> [PASSAGE FOR REVIEW]:
BEGIN

Undercover reporters for the Sunday Times recently caught three medics on film offering to mutilate young girls, massively scaling up the pressure on law enforcement to act. Avaaz, the global civic organization, is urging all of us in the UK to use this moment to call on Home Secretary Theresa May for real accountability. She is in charge of every police chief in England and Wales -- if she takes the issue up personally, the entire police system could be shaken into action.

Avaaz member Ruth Burnett has created a petition calling on the Home Secretary to start prosecuting people involved with these assaults and already more than 2000 people have signed. If they reach 20,000 signatures, Avaaz will deliver it directly to Home Secretary May and the head of Metropolitan Police Force -- click here to sign and forward to everyone:

Female Genital Mutilation is a custom widespread in nearly 30 Middle Eastern and African countries. But FGM has been illegal in the UK since 1985 and in 2003 the law was tightened to stop girls being taken abroad for the operation -- on so-called “FGM holidays”.

END

> [EXTRACTED MATERIAL]:
BEGIN

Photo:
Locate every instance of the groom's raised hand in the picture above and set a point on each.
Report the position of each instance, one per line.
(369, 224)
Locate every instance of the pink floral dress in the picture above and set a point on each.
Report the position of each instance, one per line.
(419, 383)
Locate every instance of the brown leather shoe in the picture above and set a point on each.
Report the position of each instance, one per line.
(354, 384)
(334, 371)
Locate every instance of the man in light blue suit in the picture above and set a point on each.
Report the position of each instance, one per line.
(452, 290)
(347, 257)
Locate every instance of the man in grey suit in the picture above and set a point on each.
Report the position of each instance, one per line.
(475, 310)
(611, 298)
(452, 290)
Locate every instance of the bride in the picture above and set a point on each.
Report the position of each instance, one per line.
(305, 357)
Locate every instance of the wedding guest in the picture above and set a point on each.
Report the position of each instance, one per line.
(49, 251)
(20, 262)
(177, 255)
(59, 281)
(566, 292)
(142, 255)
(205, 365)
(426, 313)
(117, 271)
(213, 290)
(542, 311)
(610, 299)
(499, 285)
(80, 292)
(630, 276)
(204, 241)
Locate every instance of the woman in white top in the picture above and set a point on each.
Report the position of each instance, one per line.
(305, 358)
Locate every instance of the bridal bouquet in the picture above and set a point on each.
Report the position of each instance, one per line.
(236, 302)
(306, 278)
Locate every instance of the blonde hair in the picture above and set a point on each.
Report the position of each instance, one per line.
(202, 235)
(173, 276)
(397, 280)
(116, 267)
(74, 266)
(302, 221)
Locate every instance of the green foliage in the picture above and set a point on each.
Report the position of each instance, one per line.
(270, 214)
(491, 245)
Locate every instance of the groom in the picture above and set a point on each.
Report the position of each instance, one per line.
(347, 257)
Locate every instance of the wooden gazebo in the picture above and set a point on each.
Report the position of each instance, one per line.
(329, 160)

END

> [PROBLEMS AND TASKS]:
1 > Please write out the passage on female genital mutilation from "Undercover reporters for" to "shaken into action.".
2 > Answer these questions from the passage on female genital mutilation:
(a) Who caught three medics on film offering to mutilate young girls?
(b) How many signatures must the petition reach before Avaaz will deliver it?
(c) Since what year has FGM been illegal in the UK?
The records are material of their own and are unrelated to the passage on female genital mutilation.

> [TASK RESPONSES]:
1 >
Undercover reporters for the Sunday Times recently caught three medics on film offering to mutilate young girls, massively scaling up the pressure on law enforcement to act. Avaaz, the global civic organization, is urging all of us in the UK to use this moment to call on Home Secretary Theresa May for real accountability. She is in charge of every police chief in England and Wales -- if she takes the issue up personally, the entire police system could be shaken into action.

2 >
(a) Undercover reporters for the Sunday Times
(b) 20,000
(c) 1985